**Tâche courte A:**
Répondez à ces questions sur l'article consacré à la gestion urbaine :
(i) Selon l'article, à quelles opérations le déficit de gestion conduit-il ?
(ii) Quelles activités la gestion urbaine intègre-t-elle selon les auteurs ?
(iii) Dans quelle université s'est tenu le colloque mentionné ?
**Tâche courte B:** Recopiez fidèlement le passage de l'article sur la gestion urbaine qui commence par « Dans la mesure » et se termine par « déstructurer l’espace public. ».

**Texte:**
--------
Nous voudrions montrer dans cet article que l’amélioration de la gestion urbaine constitue un
enjeu majeur du développement urbain durable. En effet, le déficit de gestion urbaine
entraîne une dégradation rapide des bâtiments et des espaces urbains et réduit leur
durabilité. Ce déficit de gestion génère des charges d’investissement considérables, car il
conduit à engager des opérations de rénovation urbaine très coûteuses pour enrayer ces
processus de dégradation.

Dans la mesure où le développement durable est censé réduire les inégalités et favoriser la
cohésion sociale et la citoyenneté, on verra également que la médiocrité de la gestion
urbaine des quartiers d’habitat social contribue également à dévaloriser les habitants,
aggraver les processus de ségrégation sociale et déstructurer l’espace public.

Signalons au passage que la gestion urbaine intègre à notre sens l’ensemble des activités de
gestion de l’habitat, des infrastructures urbaines et des équipements.

1. PREAMBULE : UNE CONCEPTION DOMINANTE TECHNICISTE


ET REDUCTRICE DU DEVELOPPEMENT DURABLE
En France, à la différence des pays d’Europe du Nord, les promoteurs du développement
durable et tout particulièrement les écologistes tendent à développer une conception
techniciste extrêmement réductrice. Non seulement ils ne prennent guère en compte les enjeux
de cohésion sociale et de citoyenneté mentionnés précédemment, qui devraient sous-tendre les
démarches de développement durable, mais ils tendent à limiter ce champ d’action à la
réduction des consommations d’eau et d’énergie et au recyclage des déchets. Il y déjà
quelques années, lors d’un colloque organisé à l’Université de Delft aux Pays Bas dans le
cadre d’un programme européen consacré à la « réhabilitation durable », nous avons eu
l’occasion de faire une communication sur le concept « d’urban sustainable management »
--------
**Données enregistrées:**
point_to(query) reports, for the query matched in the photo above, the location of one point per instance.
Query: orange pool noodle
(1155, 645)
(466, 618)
--------
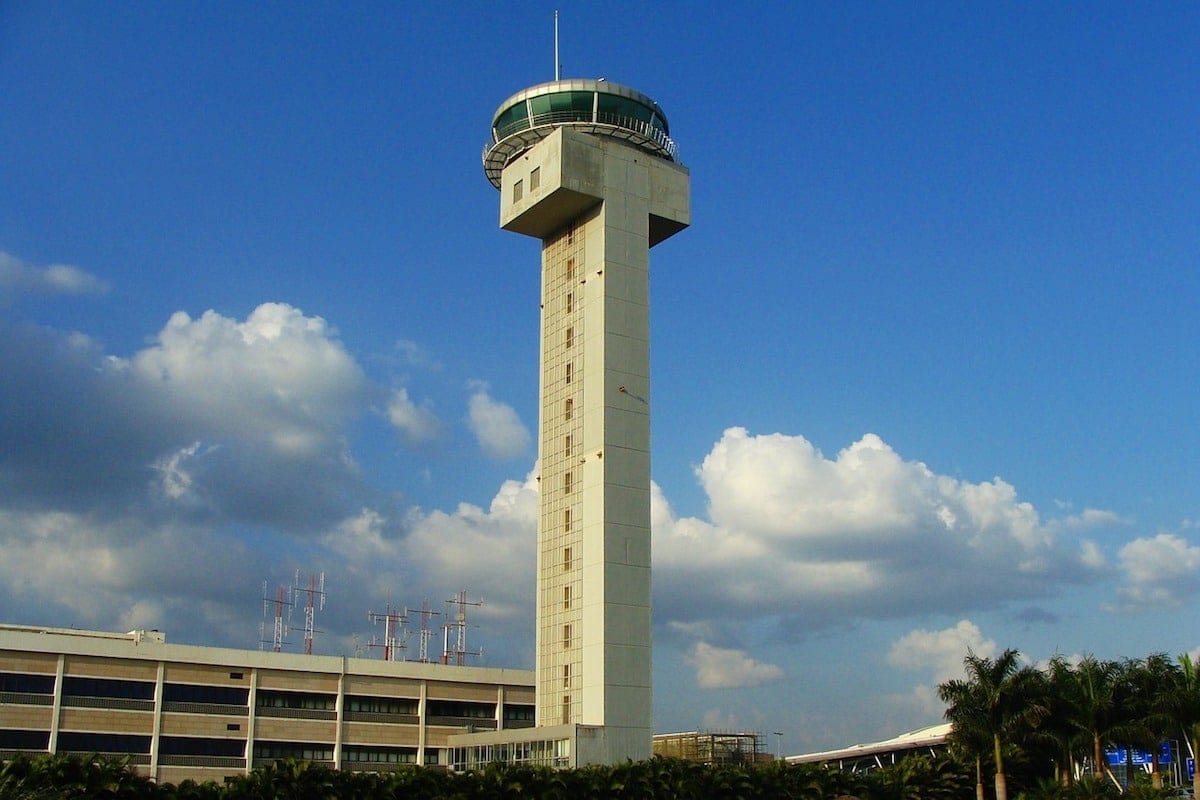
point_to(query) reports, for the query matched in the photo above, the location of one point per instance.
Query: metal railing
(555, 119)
--------
**Réponse finale A:**
(i) À des opérations de rénovation urbaine très coûteuses, engagées pour enrayer les processus de dégradation.
(ii) L'ensemble des activités de gestion de l'habitat, des infrastructures urbaines et des équipements.
(iii) L'Université de Delft, aux Pays-Bas.

**Réponse finale B:**
Dans la mesure où le développement durable est censé réduire les inégalités et favoriser la
cohésion sociale et la citoyenneté, on verra également que la médiocrité de la gestion
urbaine des quartiers d’habitat social contribue également à dévaloriser les habitants,
aggraver les processus de ségrégation sociale et déstructurer l’espace public.